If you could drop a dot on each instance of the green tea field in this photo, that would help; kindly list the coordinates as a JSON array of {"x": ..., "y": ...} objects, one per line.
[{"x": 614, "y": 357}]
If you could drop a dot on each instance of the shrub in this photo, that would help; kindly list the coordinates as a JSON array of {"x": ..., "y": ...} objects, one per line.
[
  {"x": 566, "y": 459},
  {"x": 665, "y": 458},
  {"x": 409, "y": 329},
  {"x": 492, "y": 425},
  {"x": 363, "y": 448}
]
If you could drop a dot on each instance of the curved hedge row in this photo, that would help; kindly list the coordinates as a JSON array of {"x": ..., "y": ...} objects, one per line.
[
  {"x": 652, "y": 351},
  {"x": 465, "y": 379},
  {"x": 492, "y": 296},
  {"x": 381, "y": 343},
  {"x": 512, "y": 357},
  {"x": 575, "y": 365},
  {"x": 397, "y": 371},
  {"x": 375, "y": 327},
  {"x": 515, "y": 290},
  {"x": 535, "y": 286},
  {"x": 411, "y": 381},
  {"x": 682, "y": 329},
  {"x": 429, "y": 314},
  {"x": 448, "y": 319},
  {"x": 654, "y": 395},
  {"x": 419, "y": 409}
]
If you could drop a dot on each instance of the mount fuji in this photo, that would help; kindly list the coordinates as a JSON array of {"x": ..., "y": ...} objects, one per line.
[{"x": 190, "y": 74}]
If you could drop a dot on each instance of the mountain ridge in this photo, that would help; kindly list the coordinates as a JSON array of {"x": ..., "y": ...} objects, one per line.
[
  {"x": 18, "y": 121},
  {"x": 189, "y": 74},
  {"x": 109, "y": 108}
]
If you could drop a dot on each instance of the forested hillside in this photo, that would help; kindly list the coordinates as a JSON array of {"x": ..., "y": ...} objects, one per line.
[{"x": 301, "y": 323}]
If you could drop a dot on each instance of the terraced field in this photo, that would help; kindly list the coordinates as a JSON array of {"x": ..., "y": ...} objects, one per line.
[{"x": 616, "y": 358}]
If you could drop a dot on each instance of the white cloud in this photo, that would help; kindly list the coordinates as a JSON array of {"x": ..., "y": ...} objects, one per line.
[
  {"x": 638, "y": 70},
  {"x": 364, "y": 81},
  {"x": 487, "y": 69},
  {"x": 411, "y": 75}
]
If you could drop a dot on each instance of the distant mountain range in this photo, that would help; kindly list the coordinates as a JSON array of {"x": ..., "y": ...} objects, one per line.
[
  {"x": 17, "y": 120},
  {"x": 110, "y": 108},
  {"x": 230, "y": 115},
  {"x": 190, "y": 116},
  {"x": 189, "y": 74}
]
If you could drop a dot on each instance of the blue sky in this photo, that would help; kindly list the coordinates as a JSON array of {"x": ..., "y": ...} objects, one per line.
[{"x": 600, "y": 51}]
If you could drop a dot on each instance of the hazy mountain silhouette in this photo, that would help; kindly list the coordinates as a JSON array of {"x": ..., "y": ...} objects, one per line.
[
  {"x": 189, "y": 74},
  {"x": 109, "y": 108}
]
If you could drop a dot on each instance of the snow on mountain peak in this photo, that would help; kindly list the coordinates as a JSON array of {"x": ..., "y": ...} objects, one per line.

**EXERCISE BRIEF**
Reproduce the data shown above exactly.

**TASK RESULT**
If you could drop a dot on each instance of the green tea field in this photo, that would help; kindly list the coordinates as a JSON array of {"x": ..., "y": ...} objects, one per line.
[{"x": 614, "y": 357}]
If you could drop a dot on each instance of the shrub in this photo, that would help; kindly list the coordinates as a JSON array of {"x": ..., "y": ...} objects, one per line.
[
  {"x": 566, "y": 459},
  {"x": 665, "y": 458},
  {"x": 409, "y": 329},
  {"x": 492, "y": 425},
  {"x": 363, "y": 448}
]
If you could drop a dot on each instance of the curved hedge row in this photo, that would help; kindly list the coordinates as a JSON array of {"x": ..., "y": ...} objects, one per line.
[
  {"x": 652, "y": 351},
  {"x": 465, "y": 379},
  {"x": 492, "y": 296},
  {"x": 381, "y": 343},
  {"x": 512, "y": 357},
  {"x": 575, "y": 365},
  {"x": 397, "y": 371},
  {"x": 375, "y": 327},
  {"x": 515, "y": 290},
  {"x": 535, "y": 286},
  {"x": 411, "y": 381},
  {"x": 682, "y": 329},
  {"x": 429, "y": 314},
  {"x": 448, "y": 319},
  {"x": 654, "y": 395},
  {"x": 419, "y": 409}
]
If you could drop a dot on each instance of the mount fuji in this photo, that would help; kindly list the coordinates as a JSON array of {"x": ..., "y": ...} objects, one per line.
[{"x": 190, "y": 74}]
If you could drop a dot on each instance of the mountain ridge in this photo, that would help; kindly list the coordinates as a JSON array of {"x": ..., "y": ...} objects, one per line.
[
  {"x": 18, "y": 121},
  {"x": 189, "y": 74},
  {"x": 109, "y": 108}
]
If you could drop a dot on each instance of the forested hillside in this photo, that would help; kindly list the coordinates as a JSON array of {"x": ..., "y": ...} objects, one per line.
[{"x": 301, "y": 323}]
If you could drop a dot on each instance of the terraced field in this photo, that would help; kindly list the coordinates as a JSON array of {"x": ..., "y": ...} objects, one per line.
[{"x": 616, "y": 358}]
If you could drop a dot on each instance of the white cloud in this photo, that would help; kindly list the coordinates as a JSON array of {"x": ..., "y": ...} objects, one per line.
[
  {"x": 638, "y": 70},
  {"x": 364, "y": 81},
  {"x": 487, "y": 69},
  {"x": 411, "y": 75}
]
If you could drop a dot on each instance of the distant mountain range in this photo, that would help; kindly list the coordinates as a JSON array of {"x": ..., "y": ...} objects, one per line.
[
  {"x": 17, "y": 120},
  {"x": 110, "y": 108},
  {"x": 230, "y": 115},
  {"x": 190, "y": 116},
  {"x": 189, "y": 74}
]
If you could drop a dot on each instance of the blue sky in this photo, that would help; kindly list the coordinates as a JSON array of {"x": ..., "y": ...} objects, one per line.
[{"x": 600, "y": 51}]
If you could drop a dot on each instance of the hazy mountain silhouette in this photo, that would help; kindly list the coordinates as a JSON array of {"x": ..., "y": ...} objects, one per line.
[
  {"x": 189, "y": 74},
  {"x": 109, "y": 108}
]
If you could drop a dot on each instance of the snow on mountain peak in this photo, that would help; kindly list the coordinates as a JSON array of {"x": ..., "y": ...} objects, one per line.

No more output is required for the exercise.